**Exercise**
Swap "Report" for "Give" wherever it occurs in the lines below, and write the lines out again with nothing else changed.

**Task data**
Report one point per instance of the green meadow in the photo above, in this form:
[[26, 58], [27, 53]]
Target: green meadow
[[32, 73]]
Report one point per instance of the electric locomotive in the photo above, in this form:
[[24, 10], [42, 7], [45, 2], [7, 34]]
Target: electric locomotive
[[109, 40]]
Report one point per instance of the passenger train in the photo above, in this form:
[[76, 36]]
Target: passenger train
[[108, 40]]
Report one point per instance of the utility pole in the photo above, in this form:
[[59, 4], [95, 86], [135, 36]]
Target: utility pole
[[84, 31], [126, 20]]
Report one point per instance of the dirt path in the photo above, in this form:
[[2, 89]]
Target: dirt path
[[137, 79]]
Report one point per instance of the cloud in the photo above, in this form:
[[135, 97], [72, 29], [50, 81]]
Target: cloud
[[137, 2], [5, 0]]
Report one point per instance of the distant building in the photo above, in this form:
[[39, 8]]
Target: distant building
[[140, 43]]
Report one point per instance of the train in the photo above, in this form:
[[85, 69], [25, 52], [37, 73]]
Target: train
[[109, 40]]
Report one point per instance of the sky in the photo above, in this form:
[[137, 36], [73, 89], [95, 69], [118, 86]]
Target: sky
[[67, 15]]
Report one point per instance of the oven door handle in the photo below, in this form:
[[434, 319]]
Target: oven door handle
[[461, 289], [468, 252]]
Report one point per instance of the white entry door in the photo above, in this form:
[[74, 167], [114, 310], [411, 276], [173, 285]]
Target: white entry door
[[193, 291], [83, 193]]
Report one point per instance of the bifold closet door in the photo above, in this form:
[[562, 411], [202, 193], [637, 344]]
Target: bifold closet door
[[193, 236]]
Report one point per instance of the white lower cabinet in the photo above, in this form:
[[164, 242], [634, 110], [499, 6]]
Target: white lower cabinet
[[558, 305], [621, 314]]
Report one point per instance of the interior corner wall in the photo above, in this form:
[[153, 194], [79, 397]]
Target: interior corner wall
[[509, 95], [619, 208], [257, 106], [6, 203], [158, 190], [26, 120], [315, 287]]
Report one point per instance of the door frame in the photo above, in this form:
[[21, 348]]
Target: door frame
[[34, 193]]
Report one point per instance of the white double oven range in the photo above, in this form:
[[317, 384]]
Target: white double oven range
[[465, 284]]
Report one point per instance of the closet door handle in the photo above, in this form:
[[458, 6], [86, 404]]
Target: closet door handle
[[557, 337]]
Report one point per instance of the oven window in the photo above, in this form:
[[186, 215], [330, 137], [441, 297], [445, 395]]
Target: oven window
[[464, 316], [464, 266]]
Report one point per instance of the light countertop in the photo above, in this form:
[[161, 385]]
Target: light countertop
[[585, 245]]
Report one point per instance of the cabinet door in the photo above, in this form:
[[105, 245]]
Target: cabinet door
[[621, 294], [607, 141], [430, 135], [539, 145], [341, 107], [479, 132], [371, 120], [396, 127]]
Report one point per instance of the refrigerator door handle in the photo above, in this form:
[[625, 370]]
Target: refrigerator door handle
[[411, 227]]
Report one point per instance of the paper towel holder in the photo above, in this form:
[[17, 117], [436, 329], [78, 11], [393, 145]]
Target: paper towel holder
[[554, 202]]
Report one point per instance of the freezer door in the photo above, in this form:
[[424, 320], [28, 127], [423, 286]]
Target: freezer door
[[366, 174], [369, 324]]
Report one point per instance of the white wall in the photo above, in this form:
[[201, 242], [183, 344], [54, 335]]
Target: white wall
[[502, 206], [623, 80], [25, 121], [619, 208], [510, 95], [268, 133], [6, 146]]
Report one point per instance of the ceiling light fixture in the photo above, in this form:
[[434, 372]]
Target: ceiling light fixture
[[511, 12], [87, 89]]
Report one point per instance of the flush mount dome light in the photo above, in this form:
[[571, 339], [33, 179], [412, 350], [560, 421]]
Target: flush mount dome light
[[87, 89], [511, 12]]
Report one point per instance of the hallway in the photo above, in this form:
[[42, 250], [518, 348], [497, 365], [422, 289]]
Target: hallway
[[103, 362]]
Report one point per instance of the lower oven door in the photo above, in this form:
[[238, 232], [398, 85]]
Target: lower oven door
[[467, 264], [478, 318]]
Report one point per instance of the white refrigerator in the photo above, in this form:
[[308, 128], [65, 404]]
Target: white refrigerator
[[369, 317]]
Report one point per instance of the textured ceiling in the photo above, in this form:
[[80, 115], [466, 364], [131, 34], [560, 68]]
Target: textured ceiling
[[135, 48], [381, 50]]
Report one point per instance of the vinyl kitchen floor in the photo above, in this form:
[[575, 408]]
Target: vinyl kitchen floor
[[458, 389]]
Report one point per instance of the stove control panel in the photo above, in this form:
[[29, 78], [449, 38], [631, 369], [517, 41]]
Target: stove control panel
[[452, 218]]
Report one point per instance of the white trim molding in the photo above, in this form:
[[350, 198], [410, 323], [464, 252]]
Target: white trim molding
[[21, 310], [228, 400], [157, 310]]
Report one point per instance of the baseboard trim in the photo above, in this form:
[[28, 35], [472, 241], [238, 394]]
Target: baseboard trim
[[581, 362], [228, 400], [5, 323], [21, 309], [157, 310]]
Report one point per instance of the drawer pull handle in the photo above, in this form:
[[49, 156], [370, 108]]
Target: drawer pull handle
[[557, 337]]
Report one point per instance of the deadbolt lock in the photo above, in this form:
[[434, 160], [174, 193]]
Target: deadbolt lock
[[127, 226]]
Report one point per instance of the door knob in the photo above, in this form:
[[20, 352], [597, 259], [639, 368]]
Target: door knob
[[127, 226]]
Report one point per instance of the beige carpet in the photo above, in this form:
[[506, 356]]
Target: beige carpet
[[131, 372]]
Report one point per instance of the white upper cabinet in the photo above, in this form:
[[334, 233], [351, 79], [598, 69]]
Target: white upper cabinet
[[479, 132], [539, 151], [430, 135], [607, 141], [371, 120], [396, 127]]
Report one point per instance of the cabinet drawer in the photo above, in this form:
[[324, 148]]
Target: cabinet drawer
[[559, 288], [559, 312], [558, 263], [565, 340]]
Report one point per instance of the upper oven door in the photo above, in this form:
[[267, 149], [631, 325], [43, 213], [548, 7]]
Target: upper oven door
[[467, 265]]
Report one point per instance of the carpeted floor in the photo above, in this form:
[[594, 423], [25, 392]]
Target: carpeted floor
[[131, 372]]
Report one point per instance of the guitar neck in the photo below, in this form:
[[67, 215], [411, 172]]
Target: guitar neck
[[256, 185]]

**Response to the exercise**
Give one point per instance of the green meadow in the photo above, in this form:
[[26, 58], [27, 53]]
Target: green meadow
[[32, 73]]
Give one point per instance of the electric locomotive in the photo above, in this form:
[[24, 10], [42, 7], [45, 2], [7, 34]]
Target: electric locomotive
[[109, 40]]
Give one point per instance of the passenger train in the photo above, in this form:
[[76, 36]]
Target: passenger train
[[108, 40]]
Give one point per instance of the utility pole in the photo above, in this form:
[[59, 4], [95, 86], [135, 36]]
Target: utility pole
[[84, 31], [126, 20]]
Give one point per instance of the dirt path in the photo above, in this form:
[[2, 89]]
Target: dirt path
[[137, 79]]
Give one point per instance of the cloud in the photo above, in this form:
[[135, 97], [72, 29], [50, 81]]
Target: cloud
[[137, 2], [5, 0]]
Give one point per instance of the distant building in the photo above, in this form:
[[39, 8]]
Target: distant building
[[140, 43]]
Give one point per instance of the train in the photo above, in this form:
[[85, 69], [25, 52], [37, 73]]
Target: train
[[109, 40]]
Give one point per instance of the sky in the photo above, in this form:
[[137, 36], [73, 89], [95, 69], [118, 86]]
Target: sky
[[67, 15]]
Give one point per instance of the oven door handle in the photo below, in this form:
[[434, 319]]
Target: oven door handle
[[461, 289], [468, 252]]
Give one point per instance of the white entry door in the photo above, in this form:
[[74, 167], [114, 310], [411, 276], [173, 285]]
Target: white entry door
[[193, 291], [83, 193]]
Give one point per instance of the bifold closet door in the photo above, in this form:
[[562, 411], [202, 193], [637, 344]]
Target: bifold closet door
[[193, 236]]
Give one point per instance of the white lower cabinet in the photo above, in this form:
[[164, 242], [634, 110], [499, 6]]
Target: white lower cabinet
[[558, 305], [621, 314]]
Give one point per instance of the interior corner wall in the photo above, in this form:
[[153, 194], [79, 397]]
Target: interior corner wall
[[509, 95], [619, 208], [257, 106], [6, 203], [158, 190], [26, 120], [315, 287]]
Give one point per instance of the door frame in the photo above, in this form:
[[21, 348]]
Target: door frame
[[34, 193]]
Give one point per instance of the white double oven range in the photo above, in this form:
[[317, 384]]
Target: white double oven range
[[465, 284]]
Give one point per instance of the closet door handle in the photo above, in this form:
[[458, 6], [86, 404]]
Target: closet door handle
[[557, 337]]
Give one point per instance of the oven window in the photo above, in this form:
[[186, 215], [330, 137], [441, 297], [445, 395]]
Target: oven window
[[464, 316], [464, 266]]
Give one point per instance of the light countertop in the photo above, in this form:
[[161, 385]]
Target: light countertop
[[585, 245]]
Give one point per instance of the cabinet door in the photo above, in this form:
[[105, 245]]
Target: cabinet door
[[621, 294], [607, 141], [430, 135], [539, 145], [341, 107], [479, 132], [371, 120], [396, 127]]
Give one point per instance of the refrigerator door handle in the photo above, in this form:
[[625, 370]]
Target: refrigerator door handle
[[411, 227]]
Give one point per instance of the paper towel holder in the photo above, in this form:
[[17, 117], [436, 329], [78, 11], [393, 145]]
Target: paper towel holder
[[554, 202]]
Give one point per instance of the freezer door in the photo above, in this form:
[[424, 320], [28, 127], [423, 286]]
Target: freezer door
[[366, 174], [369, 324]]
Give one point per instance of the white wall in the photo above, in this form:
[[201, 242], [183, 344], [54, 335]]
Target: white wall
[[502, 206], [623, 80], [25, 121], [619, 208], [510, 95], [268, 133], [6, 146]]
Give one point per instance of the ceiling light fixture in the photo above, in this form:
[[434, 372]]
Target: ceiling light fixture
[[511, 12], [87, 89]]
Give one point per instance of the flush mount dome light in the photo above, in this form:
[[571, 339], [33, 179], [412, 350], [560, 421]]
Target: flush mount dome light
[[87, 89], [511, 12]]
Give one point per instance of the hallway in the photo above, in this form:
[[42, 250], [518, 348], [497, 365], [422, 289]]
Target: hallway
[[103, 362]]
Give one point per instance of the lower oven door in the photo above, in this form:
[[238, 232], [398, 85]]
Target: lower oven door
[[467, 264], [478, 318]]
Give one point per instance of the white refrigerator in the photo above, in this form:
[[308, 128], [65, 404]]
Target: white refrigerator
[[369, 317]]
Give one point per instance of the textured ceiling in the photo above, in this form:
[[80, 115], [466, 364], [131, 34], [560, 68]]
Target: textured ceiling
[[135, 48], [381, 50]]
Give one point per instance of the vinyl kitchen floor in the photo above, in this form:
[[575, 408]]
Target: vinyl kitchen floor
[[458, 389]]
Give one point per instance of the stove control panel in the photo above, in this form:
[[29, 78], [449, 38], [631, 369], [517, 41]]
Target: stove control panel
[[452, 218]]
Give one point per instance of the white trim molding in the photo above, in this form:
[[350, 198], [410, 323], [464, 252]]
Target: white trim molding
[[21, 310], [228, 400], [157, 310]]
Give one point per instance of the baseboard trim in the photo above, in this form:
[[28, 35], [472, 241], [238, 394]]
Target: baseboard trim
[[581, 362], [228, 400], [5, 323], [21, 309], [157, 310]]
Give one point per instance of the drawer pull handle in the photo above, in this form:
[[49, 156], [370, 108]]
Target: drawer pull handle
[[557, 337]]
Give one point per instance of the deadbolt lock in the photo above, in this form:
[[434, 160], [174, 193]]
Target: deadbolt lock
[[127, 226]]
Give one point per instance of the door knob in the photo above, in this form:
[[20, 352], [597, 259], [639, 368]]
Target: door knob
[[127, 226]]
Give one point per instance of the beige carpet in the photo above, in this form:
[[506, 356]]
Target: beige carpet
[[131, 372]]
Give one point per instance of the white upper cabinet in the photo above, in this form:
[[334, 233], [351, 79], [598, 69]]
Target: white upper cabinet
[[479, 132], [539, 151], [430, 135], [607, 141], [371, 120], [396, 127]]
Give one point per instance of the cabinet drawer in the photo above, in this form:
[[324, 148]]
Target: cabinet drawer
[[559, 288], [559, 312], [558, 263], [565, 340]]
Give one point per instance of the upper oven door in the photo above, in this form:
[[267, 149], [631, 325], [43, 213], [548, 7]]
Target: upper oven door
[[467, 265]]
Give one point per instance of the carpeted floor in the photo above, in this form:
[[594, 423], [25, 392]]
Target: carpeted floor
[[131, 372]]
Give one point per instance of the guitar neck in the photo below, in this form:
[[67, 215], [411, 172]]
Target: guitar neck
[[256, 185]]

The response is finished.